_Aim_.
In the account of the prison bus ride below, what was the bus's first stop?

Tap, tap, tap. “Mr. B. you need to roll up your stuff, someone will be around to give you a sack lunch for your breakfast,” the prison guard said as I eye-balled him through one eye and tried to blink out the gunk of the other. “I take it that I’m going out to court?” I asked. He nodded his head yes and walked on down the tier and out of the disciplinary segregation unit.
I had been waiting to go to court for three months on the charge of taking a prison guard hostage. I had just about given up on them taking me out when they snuck up on me at 4:30 a.m. and brought me out of a good sleep.
The guard gave me a plastic bag, and I went about putting my meager possessions in it. Before I broke down my altar I said a quick prayer and asked the Buddha to watch out for me. I was a bit apprehensive, yet also excited because it would be a break in the routine and I might even get a visit from my Dharma teacher who lived in the valley down in Salem where I was going to court.
By the time I had finished my sack meal of sandwiches, cookies and a half pint of milk that they gave me, I was ready to go. The guards had me kneel on my bunk while they put the leg irons on me. Then they led me out of the seg. unit and down the long corridors to be processed out and put on the bus. I don’t mind the short steps that leg irons make you take, but I do dislike their abrasively rubbing on my ankles. I knew that by the time the trip was over and I was processed into the state prison, my ankles would be hamburger and would sting for days after. Oh well, this is just another reminder of the karma I have created in my life. Good or bad I have to deal with it.
I was lucky to be one of the last ones on the bus which gave me an aisle seat second row back. If we stopped at one of the other facilities and let some of the incarcerated people off, I might get the front seat next to a window. I sat back and waited for the bus to clear the security gate and hit the freeway.
I knew that the ride was going to be a long one, about seven hours. However, there was some nice scenery along the Columbia River Gorge and also through the passes leading out of Eastern Oregon on Interstate 5. I could deal with the cramped quarters on the bus ride and even the binding leg shackles and wrist restraints as long as I was kept occupied by the passing beauty of the ride into the valley.
For the first hundred miles or so there were some hills and a mountain pass. There wasn’t a lot to look at going through this desert part of the state, but I looked anyway, relishing the dry bushes that were wilted from the summer heat. I tried to see houses and the free people going about their business. I had spent the last three months locked away from any view of the outside world, so even this desert was a treat to look at.
Our first stop was the Two Rivers Correctional Institution. The bus pulled into the security gate and under an awning. I was thankful for this because the temperature was in the low 100’s and while we were there, the air conditioner would be shut off and none of us would be allowed off the bus.
One of the guards gave each of us a sandwich of bread and meat. I should have passed on mine, because we were not allowed any water and those sandwiches were dry. However, I forced mine down. You must eat when you can on transport day because you never know when you will get to eat again on that day.
We dropped off several people and took on some bags of property along with some watermelons and cantaloupes. The melons were for some private use out of someone’s garden and probably for the prison guards’ annual picnic. They sure looked juicy though!

_Raw records_.
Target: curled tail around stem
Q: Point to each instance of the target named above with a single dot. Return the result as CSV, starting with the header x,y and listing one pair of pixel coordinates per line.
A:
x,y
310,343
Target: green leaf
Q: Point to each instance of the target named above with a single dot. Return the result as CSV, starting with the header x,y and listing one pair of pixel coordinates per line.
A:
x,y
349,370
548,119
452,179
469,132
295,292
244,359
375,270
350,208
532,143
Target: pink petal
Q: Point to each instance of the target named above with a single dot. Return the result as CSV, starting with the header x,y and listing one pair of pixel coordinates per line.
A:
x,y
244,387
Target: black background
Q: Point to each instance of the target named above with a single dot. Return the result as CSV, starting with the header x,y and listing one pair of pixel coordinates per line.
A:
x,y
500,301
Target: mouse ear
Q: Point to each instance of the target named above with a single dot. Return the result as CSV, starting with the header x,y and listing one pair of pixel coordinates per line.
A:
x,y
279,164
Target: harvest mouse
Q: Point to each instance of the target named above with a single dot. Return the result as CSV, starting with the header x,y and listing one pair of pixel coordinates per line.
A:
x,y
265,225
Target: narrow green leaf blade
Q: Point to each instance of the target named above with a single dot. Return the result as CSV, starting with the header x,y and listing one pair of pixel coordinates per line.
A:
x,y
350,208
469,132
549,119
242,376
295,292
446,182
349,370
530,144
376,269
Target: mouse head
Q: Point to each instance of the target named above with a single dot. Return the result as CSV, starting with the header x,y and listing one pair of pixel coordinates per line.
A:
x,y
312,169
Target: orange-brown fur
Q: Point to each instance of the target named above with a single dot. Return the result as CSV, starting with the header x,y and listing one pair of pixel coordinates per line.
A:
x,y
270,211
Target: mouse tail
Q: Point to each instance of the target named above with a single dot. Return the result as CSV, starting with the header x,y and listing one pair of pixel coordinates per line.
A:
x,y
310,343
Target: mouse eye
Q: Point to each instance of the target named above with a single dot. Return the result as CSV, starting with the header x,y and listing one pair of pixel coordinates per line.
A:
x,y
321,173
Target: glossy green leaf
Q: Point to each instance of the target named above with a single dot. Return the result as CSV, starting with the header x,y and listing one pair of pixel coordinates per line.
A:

_Result for this task_.
Two Rivers Correctional Institution